### [YOUR OBJECTIVE]
Set down all of the data that follows word for word, without the images.

### [THE DATA]

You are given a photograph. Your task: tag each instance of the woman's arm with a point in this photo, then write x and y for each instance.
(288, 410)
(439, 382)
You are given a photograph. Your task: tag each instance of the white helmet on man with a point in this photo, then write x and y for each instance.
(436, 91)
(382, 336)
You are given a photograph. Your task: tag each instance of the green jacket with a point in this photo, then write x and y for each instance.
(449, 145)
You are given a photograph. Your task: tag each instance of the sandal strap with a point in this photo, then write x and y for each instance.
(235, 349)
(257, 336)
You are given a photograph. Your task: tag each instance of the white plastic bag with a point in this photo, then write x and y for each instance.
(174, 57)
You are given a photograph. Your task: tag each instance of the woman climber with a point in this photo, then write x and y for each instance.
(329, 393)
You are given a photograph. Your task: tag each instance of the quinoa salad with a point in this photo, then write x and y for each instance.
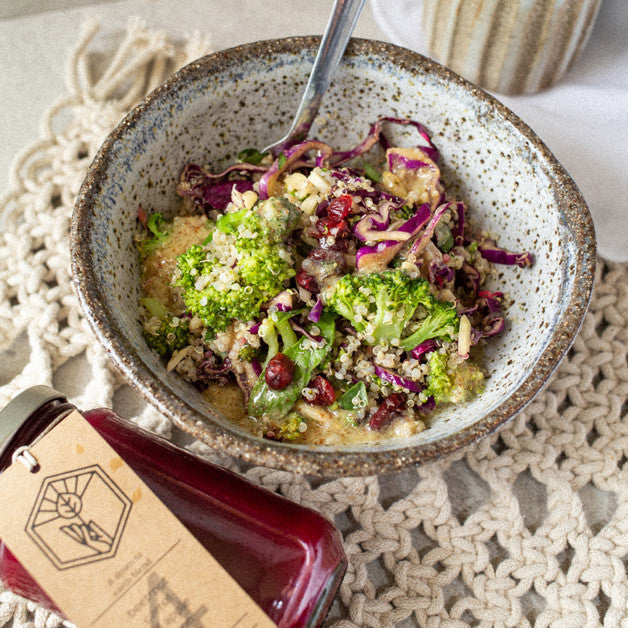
(323, 297)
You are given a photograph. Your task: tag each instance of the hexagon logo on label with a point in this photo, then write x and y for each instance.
(78, 517)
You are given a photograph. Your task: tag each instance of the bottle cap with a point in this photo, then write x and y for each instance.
(21, 407)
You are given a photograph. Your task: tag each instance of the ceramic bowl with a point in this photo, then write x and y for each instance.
(245, 97)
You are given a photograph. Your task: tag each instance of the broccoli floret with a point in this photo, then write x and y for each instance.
(452, 385)
(290, 428)
(253, 240)
(438, 381)
(156, 236)
(381, 305)
(441, 322)
(172, 334)
(275, 326)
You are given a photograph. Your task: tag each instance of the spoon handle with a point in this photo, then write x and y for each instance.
(339, 28)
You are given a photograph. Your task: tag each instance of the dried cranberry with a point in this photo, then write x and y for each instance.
(340, 207)
(306, 281)
(325, 393)
(326, 227)
(388, 410)
(279, 372)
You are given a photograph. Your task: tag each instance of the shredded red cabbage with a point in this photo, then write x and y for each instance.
(398, 380)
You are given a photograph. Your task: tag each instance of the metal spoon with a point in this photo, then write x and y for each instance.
(341, 24)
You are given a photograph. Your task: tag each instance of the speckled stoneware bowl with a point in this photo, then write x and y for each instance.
(245, 97)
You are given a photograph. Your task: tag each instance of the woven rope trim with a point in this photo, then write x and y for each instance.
(528, 527)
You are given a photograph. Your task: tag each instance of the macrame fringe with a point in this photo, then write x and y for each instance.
(454, 543)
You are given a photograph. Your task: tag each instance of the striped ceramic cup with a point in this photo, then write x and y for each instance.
(508, 46)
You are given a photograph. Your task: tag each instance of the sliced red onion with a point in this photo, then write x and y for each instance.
(375, 135)
(405, 159)
(498, 255)
(458, 232)
(439, 273)
(426, 236)
(316, 311)
(397, 380)
(288, 158)
(377, 257)
(208, 191)
(425, 347)
(472, 275)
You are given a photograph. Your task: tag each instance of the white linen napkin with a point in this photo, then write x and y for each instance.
(583, 119)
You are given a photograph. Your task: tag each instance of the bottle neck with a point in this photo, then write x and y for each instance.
(33, 426)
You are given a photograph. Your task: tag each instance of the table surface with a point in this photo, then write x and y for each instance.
(583, 120)
(34, 46)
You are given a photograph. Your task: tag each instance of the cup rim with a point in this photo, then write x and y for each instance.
(325, 461)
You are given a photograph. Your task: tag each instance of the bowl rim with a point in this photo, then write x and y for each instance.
(300, 459)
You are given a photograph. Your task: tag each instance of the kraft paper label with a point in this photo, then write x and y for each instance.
(105, 548)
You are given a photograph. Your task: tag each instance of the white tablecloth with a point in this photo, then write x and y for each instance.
(583, 119)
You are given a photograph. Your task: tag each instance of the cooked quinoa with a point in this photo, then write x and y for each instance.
(344, 299)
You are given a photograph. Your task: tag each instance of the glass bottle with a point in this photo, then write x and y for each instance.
(288, 558)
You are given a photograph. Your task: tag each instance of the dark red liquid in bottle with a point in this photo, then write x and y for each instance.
(288, 558)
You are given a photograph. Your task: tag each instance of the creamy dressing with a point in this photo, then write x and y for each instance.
(324, 426)
(160, 264)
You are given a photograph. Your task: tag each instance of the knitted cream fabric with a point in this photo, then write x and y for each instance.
(528, 527)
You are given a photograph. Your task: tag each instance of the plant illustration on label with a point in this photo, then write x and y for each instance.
(78, 517)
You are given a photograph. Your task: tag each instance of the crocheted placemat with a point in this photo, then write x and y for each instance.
(528, 527)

### [RESPONSE FOR THIS EXERCISE]
You are given a photograph. Your task: tag each instance of the woman's arm with a point in this photo, then write x and y for each instance.
(288, 410)
(439, 382)
You are given a photograph. Your task: tag each instance of the white helmet on man with a point in this photo, then write x and y for each instance.
(436, 91)
(382, 336)
You are given a photograph. Your task: tag each instance of the green jacket with a point in this photo, then write x and y for each instance.
(449, 145)
You are given a photograph. Your task: tag each instance of the sandal strap with a point in this photo, then write x and y for each instance.
(235, 349)
(257, 336)
You are given a photograph. Your task: tag each instance of the white plastic bag with a point in this photo, then write x and y for each instance.
(174, 57)
You are given a photograph. Your task: tag each instance of the woman climber with a point in this photo, then write x and y for each instance.
(329, 393)
You are given a photograph. Your task: tag each instance of the quinoa salad with a point in this photo, then write x and y for each instance.
(323, 297)
You are given a photograph. Your task: tag each instance of the hexagon logo on label with a point in this photo, then write x and y for each instance.
(78, 517)
You are given a photograph. Your task: tag each instance of the bottle cap with a point in this photo, then write x and y for each instance.
(21, 407)
You are given a photograph. Your task: tag each instance of the ceramic bowl with a point in this photo, then write x and y for each instance.
(245, 97)
You are given a photograph. Your task: tag each instance of the broccoli floret with a point in this photo, then write x and y for each instance.
(452, 385)
(290, 428)
(253, 240)
(438, 381)
(156, 236)
(381, 305)
(441, 322)
(172, 334)
(275, 326)
You are given a photograph. Your task: tag each instance of the spoon handle with a point in this photo, then write x and y for each instance.
(339, 28)
You are given a photograph. Your task: tag each instance of the dried cranberry with a point in this photo, then write x and y for each instance.
(340, 207)
(306, 281)
(325, 393)
(326, 227)
(388, 410)
(279, 372)
You are given a photograph. Your task: tag each instance of the shredded red cabbage with a point in this photo, then write x and y for each instance.
(398, 380)
You are given a photograph. Your task: tag each instance of the metal spoon with a point in this photo, then write x and y for each instance.
(341, 24)
You are given a photograph. Your task: tag each instance of the speckled stoneware bowl with a point in this photo, then write x and y for each instance.
(245, 97)
You are given a photograph. Your task: tag each instance of the woven rope trim with a point in this photo, then write x and y for each instance.
(528, 527)
You are given a photograph. Your task: tag each instance of the macrame fringe with a point in this photo, then write x and y for each instance.
(454, 543)
You are given a photograph. Your task: tag each instance of the striped ceramic cup with a point in this photo, then write x and y for each instance.
(508, 46)
You are given a photograph. Your task: tag each instance of the sliced red onion with a point in this photo, then write x and y for each instance.
(375, 135)
(405, 159)
(498, 255)
(458, 232)
(439, 273)
(426, 236)
(316, 311)
(397, 380)
(288, 158)
(377, 257)
(208, 191)
(425, 347)
(472, 275)
You are given a photograph. Your task: tag each instance of the white linen napkin with a point in this photo, then write x and y for each instance.
(583, 119)
You are given a photograph. Your task: tag each instance of the bottle neck with a point in this photo, then write x and y for each instance.
(33, 426)
You are given a photograph. Your task: tag each instance of the table surface with a point in this photo, then write x and y for each instance.
(583, 120)
(34, 46)
You are given a photograph. Your task: tag each instance of the cup rim with a point in this photo, then write x and y for each instance.
(325, 461)
You are given a photograph. Your task: tag each instance of the bowl rim with a point in this photo, then write x and y for each instance.
(300, 459)
You are given a photograph. Your task: tag each instance of the kraft paper label with a point in this photo, then write x and y for each instance.
(105, 548)
You are given a photograph. Your task: tag each instance of the white tablecloth with a point in this photo, then write x and y for each instance.
(583, 119)
You are given a photograph. Your task: tag each instance of the cooked quinoa with a point in this photo, then write x and y for each instance.
(344, 299)
You are given a photograph. Your task: tag each instance of the glass bottle with a point in this photo, then write x and y for each instance.
(288, 558)
You are given a photograph. Your task: tag each instance of the dark red liquid in bottle with a point in this photo, then write x and y for each instance.
(288, 558)
You are given a photograph. Your task: tag each instance of the creamy dressing with a point in this photo, then write x and y for each instance.
(324, 426)
(160, 264)
You are given a photograph. Your task: tag each instance of the knitted cream fabric with a point in this photo, then write x and y for each instance.
(528, 527)
You are given a photograph. Your task: tag each instance of the plant illustration on label with a point in this photo, then write x and y for each instance.
(78, 517)
You are given a photograph. Your task: tag each instance of the crocheted placemat with a point in this photo, then write x and y for each instance.
(528, 527)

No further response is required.